* [Instruction] Can you retype the part of the records that opens with the line containing "# test: mark the large" and runs through the end of the records, leaving out the pictures?

[Saved entries]

+++++

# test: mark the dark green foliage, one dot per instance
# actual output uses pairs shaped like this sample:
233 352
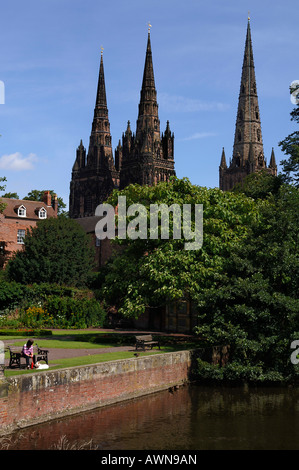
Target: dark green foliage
290 146
255 303
259 185
55 251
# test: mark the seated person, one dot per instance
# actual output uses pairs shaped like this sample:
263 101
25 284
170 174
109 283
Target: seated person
27 352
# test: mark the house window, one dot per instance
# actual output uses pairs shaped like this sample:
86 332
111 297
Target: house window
22 211
42 213
21 236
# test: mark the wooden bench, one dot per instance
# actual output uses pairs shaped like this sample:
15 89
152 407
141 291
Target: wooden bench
15 355
145 340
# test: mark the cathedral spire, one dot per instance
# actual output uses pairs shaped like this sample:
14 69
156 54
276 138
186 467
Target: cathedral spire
100 145
101 100
248 151
248 125
148 107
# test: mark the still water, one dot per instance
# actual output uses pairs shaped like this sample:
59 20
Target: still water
191 418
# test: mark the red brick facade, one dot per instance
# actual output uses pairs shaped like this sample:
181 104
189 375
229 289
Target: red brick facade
42 396
20 215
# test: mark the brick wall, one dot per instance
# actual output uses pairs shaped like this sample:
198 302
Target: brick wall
41 396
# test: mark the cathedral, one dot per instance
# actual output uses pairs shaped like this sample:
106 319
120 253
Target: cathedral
248 153
145 157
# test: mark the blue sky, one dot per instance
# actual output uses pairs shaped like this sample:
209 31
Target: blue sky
50 55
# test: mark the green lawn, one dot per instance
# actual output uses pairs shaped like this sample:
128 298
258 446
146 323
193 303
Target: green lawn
86 339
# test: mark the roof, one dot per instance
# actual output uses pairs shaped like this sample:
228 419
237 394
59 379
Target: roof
32 208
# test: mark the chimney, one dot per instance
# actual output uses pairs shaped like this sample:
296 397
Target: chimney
47 198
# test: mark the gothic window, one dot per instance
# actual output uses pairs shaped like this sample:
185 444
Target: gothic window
87 205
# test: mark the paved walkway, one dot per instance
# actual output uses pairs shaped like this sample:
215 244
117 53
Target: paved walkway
55 353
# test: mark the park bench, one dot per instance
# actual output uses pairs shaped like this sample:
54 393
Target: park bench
145 340
15 353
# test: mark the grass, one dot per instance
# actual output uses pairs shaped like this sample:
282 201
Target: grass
86 339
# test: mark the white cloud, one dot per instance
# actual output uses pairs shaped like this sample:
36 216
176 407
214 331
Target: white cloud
17 162
199 135
175 103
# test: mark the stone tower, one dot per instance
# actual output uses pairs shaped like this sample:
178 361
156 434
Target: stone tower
147 157
94 176
144 158
248 153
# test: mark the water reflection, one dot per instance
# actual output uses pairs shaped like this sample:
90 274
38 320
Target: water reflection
191 418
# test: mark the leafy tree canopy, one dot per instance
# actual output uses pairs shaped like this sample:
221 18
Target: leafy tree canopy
290 146
55 251
160 270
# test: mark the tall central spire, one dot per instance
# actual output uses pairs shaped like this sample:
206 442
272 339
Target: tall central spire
148 118
248 151
248 125
100 146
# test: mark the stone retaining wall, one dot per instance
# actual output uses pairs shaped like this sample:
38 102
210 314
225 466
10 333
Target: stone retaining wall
41 396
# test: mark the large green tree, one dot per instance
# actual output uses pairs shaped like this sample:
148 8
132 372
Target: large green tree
160 270
244 279
290 146
55 251
254 306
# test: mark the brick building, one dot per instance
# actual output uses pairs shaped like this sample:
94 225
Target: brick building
248 153
20 215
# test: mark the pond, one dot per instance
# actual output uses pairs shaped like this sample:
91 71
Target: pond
193 417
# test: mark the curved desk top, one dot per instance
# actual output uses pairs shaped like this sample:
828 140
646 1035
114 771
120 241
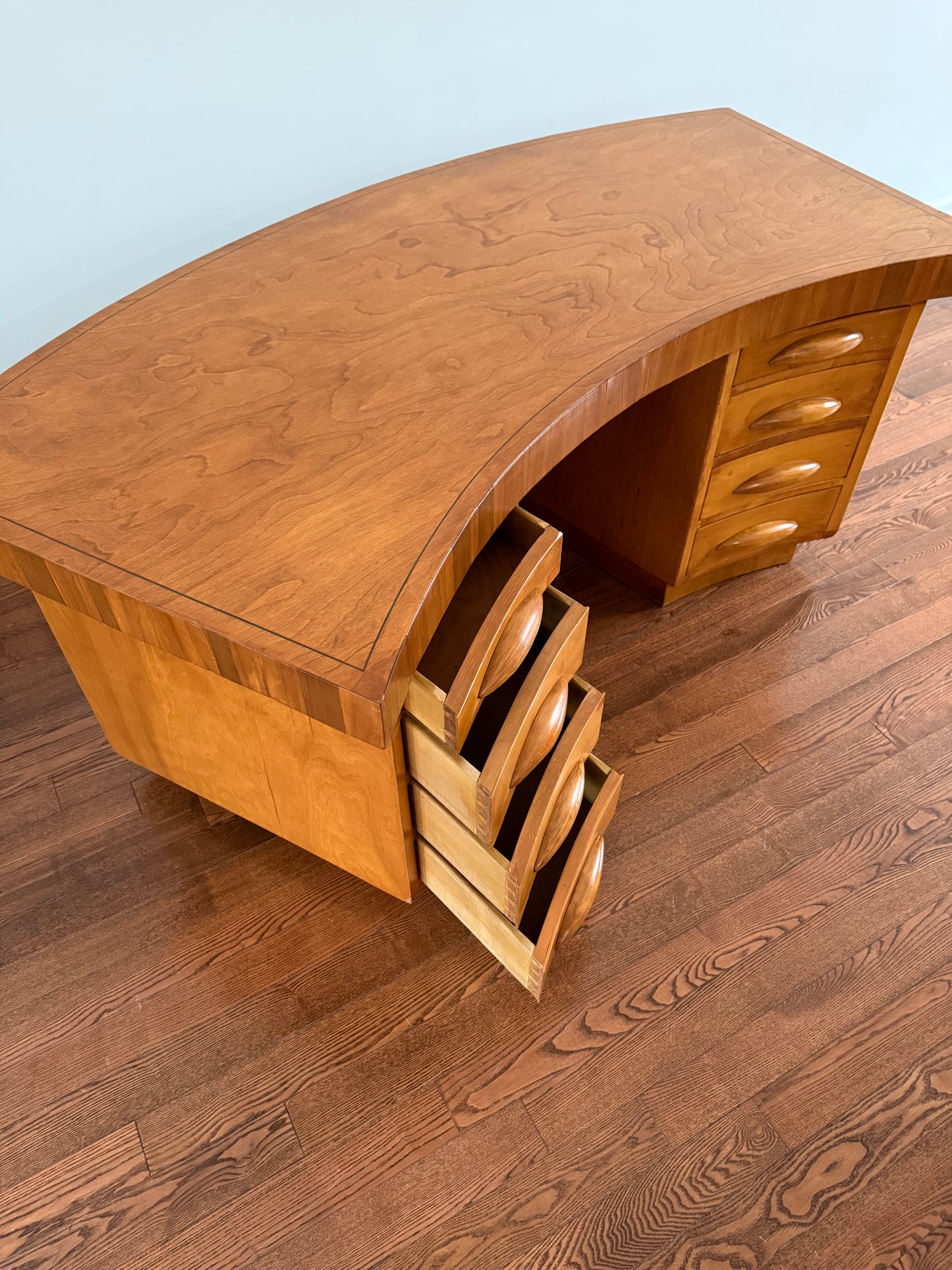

+++++

* [The answer]
# test: mark the large green tree, one dot per instance
# actual output uses pairs shaped like this sample:
148 8
132 372
Target: large green tree
160 270
244 279
290 146
55 251
254 306
# test: mark the brick building, one dot per instance
# actual output uses pairs shaped like this sample:
94 225
Target: brick building
248 153
20 215
# test: mark the pond, one dot per instance
# actual output uses pairs shaped like this sample:
91 71
Target: pond
193 417
# test: mark the curved desk top, one dot per instance
# actual output uses pairs shaped like this sample:
828 140
646 1035
114 771
120 241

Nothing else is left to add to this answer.